• Travail à faire:
1: Imprimez à l'identique l'intégralité du texte sur Les Feux de la Chandeleur.
2: Donnez à l'identique uniquement ces lignes des entrées : commencez à la ligne qui contient « the red picket » et arrêtez-vous après celle qui contient « [(993, 556)] ».

• Document source:
►

Les Feux de la Chandeleur (1972) évoque davantage l’intense Une
femme sous influence (Cassavetes, 1974). Ici aussi, relation ne
signifie identification (d’une femme antonienne), Marie-Louise ne sert de
modèle à Mabel, le jeu de Girardot n’annonce celui de Rowlands. Toutefois la
différence s’affiche, se posent les questions de l’aliénation, « l’émancipation »,
l’exclusion. Passionaria express,
patraque et cardiaque, en sourdine suicidaire, la divorcée (titre italien)

◄

Lignes d'un jeu de données de pointage d'objets:

►

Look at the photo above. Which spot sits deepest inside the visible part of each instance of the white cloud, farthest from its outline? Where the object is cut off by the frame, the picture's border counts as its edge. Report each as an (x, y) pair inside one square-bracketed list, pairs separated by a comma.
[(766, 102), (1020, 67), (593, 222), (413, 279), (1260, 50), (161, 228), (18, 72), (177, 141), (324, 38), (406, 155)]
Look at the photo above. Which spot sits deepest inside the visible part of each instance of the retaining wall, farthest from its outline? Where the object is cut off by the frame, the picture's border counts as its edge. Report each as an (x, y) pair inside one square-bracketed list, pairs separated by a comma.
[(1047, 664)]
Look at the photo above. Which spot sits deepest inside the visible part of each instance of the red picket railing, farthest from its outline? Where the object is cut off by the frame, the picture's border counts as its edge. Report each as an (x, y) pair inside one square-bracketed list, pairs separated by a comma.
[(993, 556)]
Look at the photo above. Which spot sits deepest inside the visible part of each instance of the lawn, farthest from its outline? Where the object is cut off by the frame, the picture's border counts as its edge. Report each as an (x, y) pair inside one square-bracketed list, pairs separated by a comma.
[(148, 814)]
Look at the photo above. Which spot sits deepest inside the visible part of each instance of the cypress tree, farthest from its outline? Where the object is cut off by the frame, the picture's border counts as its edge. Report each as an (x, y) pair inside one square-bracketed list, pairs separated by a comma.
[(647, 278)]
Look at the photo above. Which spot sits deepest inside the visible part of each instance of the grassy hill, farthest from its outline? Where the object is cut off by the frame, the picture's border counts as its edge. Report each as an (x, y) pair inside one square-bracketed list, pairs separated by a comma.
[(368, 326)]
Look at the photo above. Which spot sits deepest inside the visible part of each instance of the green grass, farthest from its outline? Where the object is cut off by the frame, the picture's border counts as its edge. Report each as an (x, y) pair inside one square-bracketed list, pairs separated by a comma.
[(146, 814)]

◄

• Réponses par tâche:
1:
Les Feux de la Chandeleur (1972) évoque davantage l’intense Une
femme sous influence (Cassavetes, 1974). Ici aussi, relation ne
signifie identification (d’une femme antonienne), Marie-Louise ne sert de
modèle à Mabel, le jeu de Girardot n’annonce celui de Rowlands. Toutefois la
différence s’affiche, se posent les questions de l’aliénation, « l’émancipation »,
l’exclusion. Passionaria express,
patraque et cardiaque, en sourdine suicidaire, la divorcée (titre italien)

2:
Look at the photo above. Which spot sits deepest inside the visible part of each instance of the red picket railing, farthest from its outline? Where the object is cut off by the frame, the picture's border counts as its edge. Report each as an (x, y) pair inside one square-bracketed list, pairs separated by a comma.
[(993, 556)]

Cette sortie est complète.